Start of Data for this exercise

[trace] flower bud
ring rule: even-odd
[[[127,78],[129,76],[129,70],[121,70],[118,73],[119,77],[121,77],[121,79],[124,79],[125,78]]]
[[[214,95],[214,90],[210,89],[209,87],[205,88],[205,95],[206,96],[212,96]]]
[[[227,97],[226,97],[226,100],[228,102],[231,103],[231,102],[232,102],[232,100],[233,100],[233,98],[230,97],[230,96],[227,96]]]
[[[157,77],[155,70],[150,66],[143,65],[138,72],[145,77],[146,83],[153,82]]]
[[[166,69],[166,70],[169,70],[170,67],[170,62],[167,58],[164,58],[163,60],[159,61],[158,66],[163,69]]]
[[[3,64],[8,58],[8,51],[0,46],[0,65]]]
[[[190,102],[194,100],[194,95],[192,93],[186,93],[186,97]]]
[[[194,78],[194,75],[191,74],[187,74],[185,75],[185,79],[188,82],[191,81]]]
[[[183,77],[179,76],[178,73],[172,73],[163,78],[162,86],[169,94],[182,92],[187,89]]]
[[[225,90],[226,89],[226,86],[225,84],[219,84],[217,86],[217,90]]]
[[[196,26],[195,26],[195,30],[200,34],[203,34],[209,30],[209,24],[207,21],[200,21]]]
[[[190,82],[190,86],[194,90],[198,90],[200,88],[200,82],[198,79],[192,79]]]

End of Data for this exercise

Copy the data above line for line, changing nothing.

## [Finished task]
[trace] flower bud
ring rule: even-odd
[[[127,78],[129,76],[129,70],[121,70],[118,73],[119,77],[121,77],[121,79],[124,79],[125,78]]]
[[[214,95],[214,90],[210,89],[209,87],[205,88],[205,95],[206,96],[212,96]]]
[[[227,97],[226,97],[226,100],[228,102],[231,103],[231,102],[232,102],[232,100],[233,100],[233,98],[230,97],[230,96],[227,96]]]
[[[157,77],[155,70],[150,66],[143,65],[138,72],[145,77],[146,83],[153,82]]]
[[[166,69],[166,70],[169,70],[170,67],[170,62],[167,58],[164,58],[163,60],[159,61],[158,66],[163,69]]]
[[[3,64],[8,58],[8,51],[0,46],[0,65]]]
[[[190,102],[194,100],[194,95],[192,93],[186,93],[186,97]]]
[[[194,78],[194,75],[191,74],[187,74],[185,75],[185,79],[188,82],[191,81]]]
[[[183,77],[179,76],[178,73],[172,73],[163,78],[162,86],[169,94],[182,92],[187,89]]]
[[[225,90],[226,89],[226,86],[225,84],[219,84],[217,86],[217,90]]]
[[[196,26],[195,26],[195,30],[200,34],[203,34],[209,30],[209,24],[207,21],[200,21]]]
[[[190,82],[190,86],[194,90],[198,90],[200,88],[200,82],[198,79],[192,79]]]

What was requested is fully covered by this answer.